-- Items --
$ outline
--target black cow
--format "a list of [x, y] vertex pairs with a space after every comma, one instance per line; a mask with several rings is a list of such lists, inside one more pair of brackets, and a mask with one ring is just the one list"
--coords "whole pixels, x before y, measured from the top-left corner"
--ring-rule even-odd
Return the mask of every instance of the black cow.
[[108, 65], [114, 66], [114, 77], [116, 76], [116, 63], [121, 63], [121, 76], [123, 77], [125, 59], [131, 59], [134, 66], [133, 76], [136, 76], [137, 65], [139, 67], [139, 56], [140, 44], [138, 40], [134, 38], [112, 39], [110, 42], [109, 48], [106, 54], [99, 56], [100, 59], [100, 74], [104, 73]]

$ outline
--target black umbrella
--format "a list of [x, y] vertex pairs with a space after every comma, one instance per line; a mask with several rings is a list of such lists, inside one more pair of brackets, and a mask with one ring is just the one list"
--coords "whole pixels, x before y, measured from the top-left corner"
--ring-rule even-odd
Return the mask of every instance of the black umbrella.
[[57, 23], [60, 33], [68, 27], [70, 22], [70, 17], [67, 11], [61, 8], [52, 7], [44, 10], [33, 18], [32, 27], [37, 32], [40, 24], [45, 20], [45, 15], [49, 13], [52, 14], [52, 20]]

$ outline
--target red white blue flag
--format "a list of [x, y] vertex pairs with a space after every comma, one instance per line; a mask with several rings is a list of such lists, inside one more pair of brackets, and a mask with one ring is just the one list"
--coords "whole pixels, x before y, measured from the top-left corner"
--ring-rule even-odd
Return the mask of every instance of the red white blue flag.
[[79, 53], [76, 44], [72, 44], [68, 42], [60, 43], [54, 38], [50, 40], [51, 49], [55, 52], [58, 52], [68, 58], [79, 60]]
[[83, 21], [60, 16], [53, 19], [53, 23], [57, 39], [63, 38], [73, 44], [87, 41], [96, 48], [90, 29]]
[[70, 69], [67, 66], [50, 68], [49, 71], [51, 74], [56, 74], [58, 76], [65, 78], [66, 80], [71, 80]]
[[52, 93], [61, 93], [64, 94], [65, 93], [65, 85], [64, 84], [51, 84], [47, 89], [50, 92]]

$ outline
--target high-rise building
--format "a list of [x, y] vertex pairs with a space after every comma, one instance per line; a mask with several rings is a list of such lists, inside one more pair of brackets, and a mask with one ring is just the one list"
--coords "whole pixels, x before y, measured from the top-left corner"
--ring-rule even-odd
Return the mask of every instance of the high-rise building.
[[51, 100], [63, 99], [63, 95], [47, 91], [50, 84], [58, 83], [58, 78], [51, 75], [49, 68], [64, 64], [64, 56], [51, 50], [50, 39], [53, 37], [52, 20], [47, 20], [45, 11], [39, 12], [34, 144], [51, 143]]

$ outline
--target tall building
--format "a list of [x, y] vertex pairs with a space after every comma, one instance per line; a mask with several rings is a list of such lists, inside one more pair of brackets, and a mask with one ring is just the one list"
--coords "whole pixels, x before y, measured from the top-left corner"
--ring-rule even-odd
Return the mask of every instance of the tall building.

-- Written instruction --
Copy out all of the material above, line for line, with nothing changed.

-- Reply to the exercise --
$ outline
--target black cow
--format "a list of [x, y] vertex pairs with a space after every comma, one instance per line; a mask with several rings is a list of such lists, inside one more pair of brackets, and a mask with one ring is just the one list"
--coords "whole pixels, x before y, measured from the top-left corner"
--ring-rule even-odd
Return the mask of every instance of the black cow.
[[108, 65], [114, 66], [114, 77], [116, 76], [116, 63], [121, 63], [121, 76], [123, 77], [125, 59], [131, 59], [134, 66], [133, 76], [136, 76], [137, 65], [139, 67], [139, 56], [140, 44], [138, 40], [134, 38], [112, 39], [110, 42], [109, 48], [106, 54], [99, 56], [100, 59], [100, 74], [104, 73]]

$ outline
--target black umbrella
--format "a list of [x, y] vertex pairs with a space after every comma, one instance per line; a mask with several rings is a list of such lists, inside one more pair of brackets, and a mask with one ring is just the one list"
--coords "whole pixels, x before y, measured from the top-left corner"
--ring-rule even-odd
Return the mask of every instance of the black umbrella.
[[57, 23], [60, 33], [68, 27], [70, 22], [70, 17], [67, 11], [61, 8], [52, 7], [44, 10], [33, 18], [32, 27], [37, 32], [40, 24], [45, 20], [45, 15], [49, 13], [52, 14], [52, 20]]

$ outline
--target red white blue flag
--format "a list of [x, y] vertex pairs with a space after every comma, one instance per line; a mask with several rings is a list of such lists, inside one more pair of brackets, and a mask with one ring is just the one list"
--coords "whole pixels, x before y, measured from the top-left corner"
--ring-rule even-odd
Return the mask of every instance of the red white blue flag.
[[79, 53], [76, 44], [72, 44], [68, 42], [60, 43], [54, 38], [50, 40], [51, 49], [55, 52], [58, 52], [68, 58], [79, 60]]
[[83, 21], [60, 16], [53, 19], [53, 23], [57, 39], [63, 38], [73, 44], [87, 41], [96, 48], [90, 29]]
[[70, 69], [67, 66], [50, 68], [49, 71], [51, 74], [56, 74], [58, 76], [65, 78], [66, 80], [71, 80]]
[[52, 93], [61, 93], [64, 94], [65, 93], [65, 85], [64, 84], [51, 84], [47, 89], [50, 92]]

$ outline
--target high-rise building
--format "a list of [x, y] vertex pairs with a space after every comma, one instance per line; a mask with several rings is a list of such lists, inside one more pair of brackets, and a mask with one ring is just the one list"
--coords "whole pixels, x before y, measured from the top-left corner"
--ring-rule even-odd
Return the mask of every instance of the high-rise building.
[[51, 100], [63, 99], [63, 95], [47, 91], [50, 84], [58, 83], [58, 78], [51, 75], [49, 68], [64, 64], [64, 56], [51, 50], [50, 39], [53, 37], [52, 20], [47, 20], [45, 11], [39, 12], [34, 144], [51, 143]]

$ outline
--target tall building
--format "a list of [x, y] vertex pairs with a space after every comma, one instance per line; a mask with several rings is a list of such lists, inside one more pair of brackets, and a mask with one ring is just the one list"
--coords "whole pixels, x before y, measured from the top-left corner"
--ring-rule even-odd
Return the mask of every instance of the tall building.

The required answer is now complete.